WHAT IS BEING ASKED.
Copy out the records below with every "Objective" replaced by "Goal", leaving everything else unchanged and omitting the pictures.

THE INPUT.
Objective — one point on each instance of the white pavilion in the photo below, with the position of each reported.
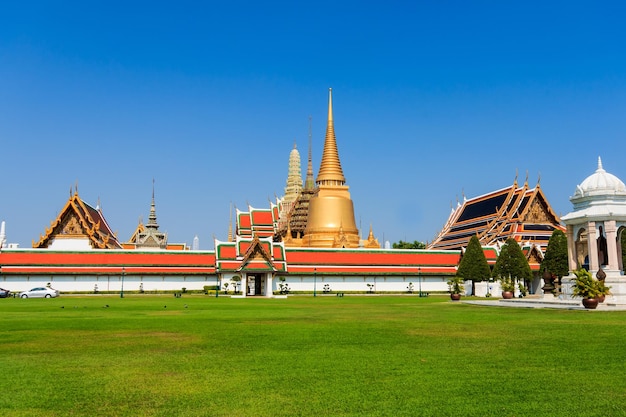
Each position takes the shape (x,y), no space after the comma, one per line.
(594,230)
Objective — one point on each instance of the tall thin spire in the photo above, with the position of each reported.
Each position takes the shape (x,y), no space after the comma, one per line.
(330,168)
(309,183)
(230,224)
(294,176)
(152,217)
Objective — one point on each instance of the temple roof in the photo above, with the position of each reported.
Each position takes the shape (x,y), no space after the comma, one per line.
(78,219)
(522,213)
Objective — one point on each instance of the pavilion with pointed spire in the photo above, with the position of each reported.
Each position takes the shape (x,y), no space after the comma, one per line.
(78,226)
(148,236)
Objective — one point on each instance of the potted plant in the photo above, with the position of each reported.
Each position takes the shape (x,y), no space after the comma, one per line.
(455,287)
(508,287)
(588,288)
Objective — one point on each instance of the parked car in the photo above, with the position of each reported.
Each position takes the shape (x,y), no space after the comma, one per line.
(40,292)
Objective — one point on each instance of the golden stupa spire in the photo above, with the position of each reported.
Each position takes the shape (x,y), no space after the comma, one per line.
(309,183)
(330,169)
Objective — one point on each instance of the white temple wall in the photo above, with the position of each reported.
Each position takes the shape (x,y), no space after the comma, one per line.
(152,283)
(378,284)
(108,283)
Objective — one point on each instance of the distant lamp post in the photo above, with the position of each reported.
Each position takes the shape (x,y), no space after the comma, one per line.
(123,274)
(419,278)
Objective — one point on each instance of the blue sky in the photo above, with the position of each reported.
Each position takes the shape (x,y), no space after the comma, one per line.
(432,100)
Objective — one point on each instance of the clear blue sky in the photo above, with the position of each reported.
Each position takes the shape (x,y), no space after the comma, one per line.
(431,100)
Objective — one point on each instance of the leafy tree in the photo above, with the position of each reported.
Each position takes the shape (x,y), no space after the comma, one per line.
(555,259)
(512,263)
(408,245)
(473,265)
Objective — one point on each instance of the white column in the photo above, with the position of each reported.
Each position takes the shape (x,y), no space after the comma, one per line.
(268,286)
(592,246)
(611,244)
(571,248)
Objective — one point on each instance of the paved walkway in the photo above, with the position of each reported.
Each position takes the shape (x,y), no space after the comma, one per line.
(545,303)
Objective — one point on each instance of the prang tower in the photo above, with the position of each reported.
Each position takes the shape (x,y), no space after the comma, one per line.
(330,221)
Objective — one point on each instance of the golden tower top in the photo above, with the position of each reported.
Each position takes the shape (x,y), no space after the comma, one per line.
(330,172)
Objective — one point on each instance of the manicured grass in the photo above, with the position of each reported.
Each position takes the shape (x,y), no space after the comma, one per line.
(305,356)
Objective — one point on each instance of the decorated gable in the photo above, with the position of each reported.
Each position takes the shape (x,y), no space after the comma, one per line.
(78,226)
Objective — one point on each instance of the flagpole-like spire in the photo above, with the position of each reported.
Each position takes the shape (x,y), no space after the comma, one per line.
(309,182)
(330,168)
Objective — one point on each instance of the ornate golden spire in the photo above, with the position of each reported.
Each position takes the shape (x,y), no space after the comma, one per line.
(330,220)
(330,169)
(310,180)
(294,176)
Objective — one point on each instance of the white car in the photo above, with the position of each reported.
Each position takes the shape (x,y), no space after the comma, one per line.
(40,292)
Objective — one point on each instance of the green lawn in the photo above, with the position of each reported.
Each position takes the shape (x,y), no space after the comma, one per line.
(305,356)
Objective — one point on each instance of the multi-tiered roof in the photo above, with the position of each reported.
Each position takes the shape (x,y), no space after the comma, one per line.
(78,221)
(522,213)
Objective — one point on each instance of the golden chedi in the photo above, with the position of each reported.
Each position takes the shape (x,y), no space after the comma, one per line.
(330,220)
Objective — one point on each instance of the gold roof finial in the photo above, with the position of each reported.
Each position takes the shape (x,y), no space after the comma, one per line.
(330,168)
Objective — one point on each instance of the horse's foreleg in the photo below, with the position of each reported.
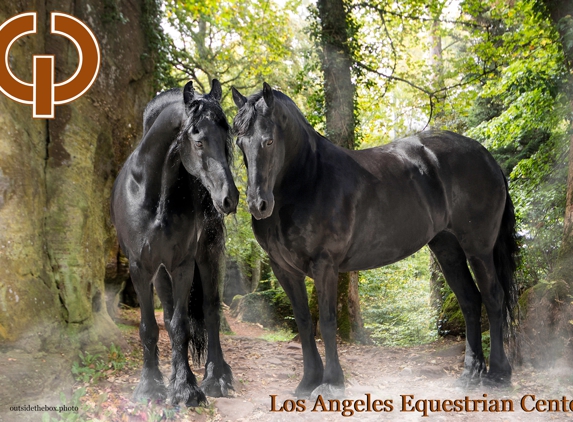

TASK RESULT.
Goal — one point on each instance of the white pavilion in the photo below, with the position of each reported.
Each position takes the shape (x,y), no space after the comma, one per line.
(594,230)
Goal — one point on each instance of the tall thin spire in the photo above, with the position of each reported.
Each position takes the shape (x,y), no space after the comma, one per line.
(330,168)
(309,183)
(230,224)
(294,176)
(152,217)
Goal — one point on each instance of the temple roof in the photo above, with the position of each reported.
Each position takes the shape (x,y), no space after the comma, one per line.
(78,219)
(522,213)
Goal — one point on each instance of the pavilion with pointed spire in the photo above, with the position of each reported.
Each position takes the shape (x,y), no space after the comma, one per line.
(78,226)
(148,236)
Goal — one point on each instance of the potted plant in the photo above, with the position of each reported.
Each position takes the shape (x,y), no space after the comma, one per line.
(455,287)
(508,287)
(588,288)
Goal — one point on each instance of the parked car in the photo above, with the position of each reported.
Each position takes the shape (x,y), no space after the comma, one per line.
(40,292)
Goal — one point on each instance of the golden stupa spire in the photo above, with the position of each reported.
Each position takes the shape (x,y), no space after the comma, one per line.
(309,183)
(330,169)
Goal — one point on each instance of the white temple wall in the photo above, with the position of each reported.
Each position takes the shape (x,y), no space after the comma, one per line.
(152,283)
(378,284)
(108,283)
Goal — one point on each instance of the distant lamp post in the photo above, with the position of each reported.
Each position takes the shape (x,y), no space after the comma, one per line.
(123,274)
(419,278)
Goal — one point on each instance of the blue sky in the photo above, with the position of each reported.
Each position takes the shape (x,y), no space after the comma, one per line.
(432,100)
Goal — one point on each instance of the clear blue sky in the photo above, with the position of each reported.
Each position takes the shape (x,y), no space after the comma, one per line.
(431,100)
Goal — one point on each instance of the leafy tree in the photo above, with the position of each reported.
Each position takes the shape (x,y), no space after the comma, one per line.
(555,259)
(512,263)
(408,245)
(473,265)
Goal — one point on each instance of the white column in the photo above, with the position of each reported.
Each position takes the shape (x,y), no space after the comma, one per line.
(268,286)
(592,246)
(611,244)
(571,248)
Goal — one point on each instance of the paved walkway in the photo above, with the position of each reported.
Each position takes the shape (x,y), no space after the comma, one per line.
(545,303)
Goal — one point on each instance of the prang tower in the photo above, with the position of each reported.
Each position takes the shape (x,y), no space after the comma, one per line.
(330,221)
Goal — one point on each instance of the golden tower top in the photo above, with the position of each reported.
Each position takes the shape (x,y), no space after the comma, one per line.
(330,172)
Goal — one point on each instance of the manicured grass in the photo above, with the position of each reported.
Each position takes the shape (x,y), no space after the comma, one per line.
(305,356)
Goal — one point on each instance of the decorated gable in the photo above, with the position of each reported.
Each position takes the shape (x,y), no space after the comma, one per line.
(78,226)
Goal — one point on each instance of the flagpole-like spire in the photo above, with the position of each reported.
Each position takes the shape (x,y), no space after the comma, one per line.
(309,182)
(330,168)
Goal — one point on each instance of the ornate golden spire in the photo above, with the position of each reported.
Each position takes the shape (x,y), no space after the comma, one per line.
(330,220)
(330,169)
(310,180)
(294,176)
Goal — one point on each instance of the white car in the photo above, with the position of each reported.
Each position takes the shape (x,y), no space after the comma, one per line.
(40,292)
Goal — one point on each instance of the green lawn in the photo above, with the position of each reported.
Each position takes the shape (x,y), no space after the comma, one per line.
(305,356)
Goal — one point on each instance of the multi-tiered roof in the photo above, with the position of each reported.
Each position takes the shape (x,y), no space after the comma, one per line.
(78,221)
(522,213)
Goal — one point on each instance of the golden chedi in the photo above, with the position of each reported.
Each position takes the shape (x,y), no space after the comma, one per line.
(330,220)
Goal — one point on each instance of the gold roof finial in the photo above, with the position of each reported.
Each position takes the shape (x,y), no space after the comma, one per line.
(330,168)
Goal — one point on each instance of the horse's foreleg in the photo below, with the position of each reported.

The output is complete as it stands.